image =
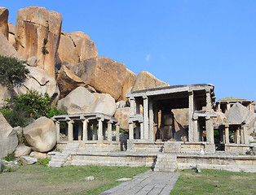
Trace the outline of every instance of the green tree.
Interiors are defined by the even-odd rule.
[[[22,83],[29,73],[24,63],[15,58],[0,55],[0,83],[9,89]]]

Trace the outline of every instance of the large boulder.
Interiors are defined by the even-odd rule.
[[[18,11],[15,33],[18,53],[25,59],[36,56],[38,66],[53,77],[61,24],[60,14],[44,7],[29,6]],[[43,54],[44,46],[49,54]]]
[[[15,47],[15,26],[13,25],[11,23],[8,23],[9,27],[9,34],[8,34],[8,40],[11,44]]]
[[[132,87],[134,86],[137,75],[126,68],[126,75],[124,80],[124,85],[122,88],[122,93],[121,94],[118,101],[126,100],[126,94],[130,93]]]
[[[40,117],[27,126],[24,136],[34,151],[50,151],[56,144],[55,124],[46,117]]]
[[[256,121],[256,115],[249,110],[241,103],[234,104],[226,113],[227,124],[241,124],[248,125],[248,135],[250,135],[254,131],[254,125]]]
[[[77,51],[79,62],[98,56],[98,50],[95,42],[90,40],[90,37],[81,31],[72,32],[68,34]]]
[[[169,84],[157,79],[148,72],[142,71],[139,73],[131,92],[165,86],[169,86]]]
[[[64,32],[62,32],[60,36],[58,54],[61,64],[79,63],[76,45],[70,36]]]
[[[27,156],[30,154],[30,147],[24,145],[19,145],[15,150],[15,157]]]
[[[68,114],[99,112],[113,115],[115,100],[109,94],[91,93],[85,87],[78,87],[58,102],[58,107]]]
[[[120,128],[124,130],[129,130],[130,110],[130,107],[118,108],[114,115],[114,117],[120,123]]]
[[[8,39],[8,16],[9,11],[2,6],[0,6],[0,32]]]
[[[95,101],[90,105],[87,113],[99,112],[113,116],[116,110],[115,99],[108,93],[94,93]]]
[[[0,158],[12,153],[18,145],[18,137],[0,112]]]
[[[121,96],[126,76],[125,64],[107,57],[97,57],[67,67],[98,92],[108,93],[117,101]]]
[[[17,93],[25,93],[28,89],[37,90],[40,93],[47,93],[52,98],[52,105],[55,105],[60,90],[56,80],[40,67],[27,66],[30,73],[24,82],[14,89]]]
[[[68,114],[84,113],[95,101],[95,96],[84,87],[77,87],[58,102],[58,107]]]
[[[66,97],[77,87],[86,85],[82,79],[69,71],[64,65],[61,67],[56,80],[60,91],[60,99]]]
[[[7,37],[0,32],[0,55],[23,59]]]

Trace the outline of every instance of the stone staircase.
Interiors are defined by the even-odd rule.
[[[174,154],[160,154],[157,155],[154,171],[174,172],[176,166],[177,155]]]
[[[55,155],[51,157],[51,161],[48,163],[48,167],[60,167],[61,166],[64,166],[71,154],[78,150],[79,145],[80,143],[68,143],[61,153],[55,153]]]

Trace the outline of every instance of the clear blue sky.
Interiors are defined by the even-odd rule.
[[[256,100],[256,1],[7,0],[17,11],[44,6],[63,15],[63,31],[90,36],[99,55],[170,85],[211,83],[217,99]]]

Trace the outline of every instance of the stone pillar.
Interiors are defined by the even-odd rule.
[[[236,129],[236,144],[241,144],[240,142],[240,129]]]
[[[227,111],[230,109],[230,103],[227,102]],[[225,112],[226,113],[226,112]]]
[[[249,139],[248,139],[248,125],[243,126],[244,128],[244,139],[245,139],[245,144],[248,145],[249,144]]]
[[[217,110],[217,111],[221,111],[221,110],[220,110],[220,102],[218,102],[218,110]]]
[[[60,122],[57,120],[55,122],[55,129],[56,129],[56,138],[57,143],[60,141]]]
[[[145,139],[144,137],[145,130],[144,130],[143,122],[139,122],[139,127],[140,127],[140,140],[143,140]]]
[[[98,119],[98,142],[103,142],[103,119]]]
[[[140,139],[148,140],[148,98],[147,96],[143,98],[143,136]],[[140,132],[142,132],[141,129]]]
[[[134,140],[134,123],[129,121],[129,140]]]
[[[188,92],[188,141],[193,141],[193,114],[194,114],[194,94],[192,91]]]
[[[98,136],[97,136],[97,124],[94,123],[92,124],[92,140],[95,141],[98,140]]]
[[[82,141],[88,141],[88,119],[83,119],[82,122]]]
[[[108,121],[108,141],[112,141],[112,124],[113,121]]]
[[[130,98],[130,117],[135,115],[135,98],[134,97]]]
[[[206,141],[210,144],[214,144],[214,134],[213,121],[210,117],[205,117],[205,128],[206,128]]]
[[[116,124],[116,141],[120,141],[120,124]]]
[[[206,90],[206,111],[211,111],[210,90]]]
[[[152,101],[149,101],[149,128],[148,128],[148,140],[150,141],[154,141],[154,112]]]
[[[73,120],[70,119],[68,122],[68,141],[73,141]]]
[[[229,144],[229,125],[225,125],[225,144]]]
[[[194,126],[194,132],[193,132],[193,141],[199,141],[199,132],[198,132],[198,117],[193,118],[193,126]]]

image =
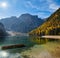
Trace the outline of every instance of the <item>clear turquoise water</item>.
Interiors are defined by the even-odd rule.
[[[25,48],[16,48],[16,49],[9,49],[9,50],[1,50],[0,49],[0,58],[22,58],[20,52],[28,49],[29,47],[33,46],[31,38],[28,36],[12,36],[6,38],[0,38],[0,47],[7,46],[7,45],[14,45],[14,44],[25,44]]]

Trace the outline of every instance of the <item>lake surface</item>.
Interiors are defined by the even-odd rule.
[[[32,37],[28,36],[12,36],[6,38],[0,38],[0,58],[23,58],[20,55],[20,52],[28,49],[33,46],[35,42],[33,42]],[[33,39],[34,40],[34,39]],[[16,48],[9,50],[2,50],[2,46],[14,45],[14,44],[25,44],[25,48]]]

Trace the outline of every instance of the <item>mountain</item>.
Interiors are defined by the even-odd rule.
[[[27,33],[40,26],[42,23],[43,20],[38,18],[38,16],[22,14],[16,21],[16,24],[12,25],[12,29],[13,31]]]
[[[13,23],[17,21],[17,17],[12,16],[10,18],[1,19],[0,22],[4,24],[6,30],[11,30],[11,26]]]
[[[56,10],[37,29],[31,31],[30,35],[60,35],[60,8]]]
[[[2,23],[0,23],[0,38],[4,37],[6,35],[7,35],[7,33],[6,33],[5,28],[4,28],[4,25]]]
[[[26,13],[22,14],[18,18],[13,16],[1,19],[0,22],[4,24],[6,30],[27,33],[40,26],[44,20],[38,18],[37,15],[30,15]]]

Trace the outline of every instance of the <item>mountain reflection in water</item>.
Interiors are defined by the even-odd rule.
[[[0,38],[0,48],[2,46],[12,45],[12,44],[25,44],[26,48],[16,48],[16,49],[8,49],[1,50],[0,49],[0,58],[23,58],[20,55],[20,52],[23,52],[25,49],[29,49],[30,47],[38,44],[40,42],[44,42],[40,39],[40,37],[28,37],[28,36],[13,36]]]

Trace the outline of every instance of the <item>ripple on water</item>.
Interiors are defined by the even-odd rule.
[[[0,58],[23,58],[20,53],[9,53],[6,51],[0,51]]]

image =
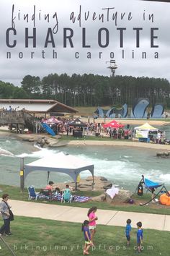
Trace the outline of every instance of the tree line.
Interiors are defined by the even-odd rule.
[[[170,107],[170,84],[166,79],[84,74],[50,74],[42,80],[26,75],[21,87],[0,81],[1,98],[53,99],[76,106],[132,106],[138,98],[148,98],[151,105]]]

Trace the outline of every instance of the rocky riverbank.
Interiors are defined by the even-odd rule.
[[[106,201],[108,202],[127,202],[132,196],[132,193],[129,190],[120,189],[117,195],[116,195],[114,198],[111,198],[109,195],[106,193],[108,189],[112,187],[112,183],[108,181],[106,178],[103,176],[94,176],[94,191],[101,192],[101,195],[91,198],[92,201],[95,202],[103,202]],[[67,183],[70,188],[72,189],[73,195],[75,183],[68,182]],[[92,191],[93,190],[93,179],[92,176],[88,176],[86,179],[81,179],[80,182],[78,183],[77,189],[79,191]],[[55,183],[53,184],[54,187],[59,187],[61,190],[66,188],[66,183]]]

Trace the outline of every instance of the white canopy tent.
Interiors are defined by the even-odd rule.
[[[156,132],[158,129],[152,127],[148,123],[146,123],[140,127],[135,127],[135,137],[148,138],[149,132]]]
[[[23,190],[24,187],[24,180],[32,171],[55,171],[63,173],[69,175],[75,182],[75,188],[77,189],[77,176],[82,171],[89,170],[93,177],[94,184],[94,165],[87,161],[84,161],[79,158],[71,155],[65,155],[63,153],[58,153],[51,157],[45,157],[36,160],[30,163],[24,165],[24,159],[21,161],[21,170],[23,170],[21,177],[21,189]]]

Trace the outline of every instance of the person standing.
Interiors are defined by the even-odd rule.
[[[9,200],[9,195],[4,194],[2,195],[2,200],[0,202],[0,212],[1,213],[2,218],[4,219],[4,225],[0,228],[0,235],[3,235],[4,234],[6,236],[12,235],[10,232],[10,214],[9,214],[9,208],[11,206],[8,204],[7,201]]]
[[[91,234],[89,231],[89,221],[85,220],[82,224],[81,231],[84,232],[84,236],[85,239],[84,247],[84,255],[89,255],[89,249],[92,246],[91,241]]]
[[[125,234],[126,234],[126,239],[127,239],[127,245],[129,246],[130,245],[130,232],[132,230],[132,227],[131,227],[131,220],[130,218],[128,218],[126,221],[127,225],[126,225],[126,229],[125,229]]]
[[[142,229],[142,223],[140,221],[136,223],[138,229],[137,231],[137,248],[138,252],[141,252],[141,244],[143,243],[143,229]]]
[[[89,210],[87,213],[87,216],[89,217],[89,230],[91,232],[91,240],[92,243],[93,243],[94,236],[97,231],[96,221],[98,220],[98,218],[96,216],[97,209],[97,208],[96,206],[92,207]]]

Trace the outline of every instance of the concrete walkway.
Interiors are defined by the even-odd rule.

• _Exercise objective_
Reproduce nothing but the lines from the line containing "Trace the outline of every instance of the concrete" to the last line of the data, each exactly as written.

• _Solution to this exercise_
Trace the outline of every instance of the concrete walkway.
Interiors are defined by the even-odd rule.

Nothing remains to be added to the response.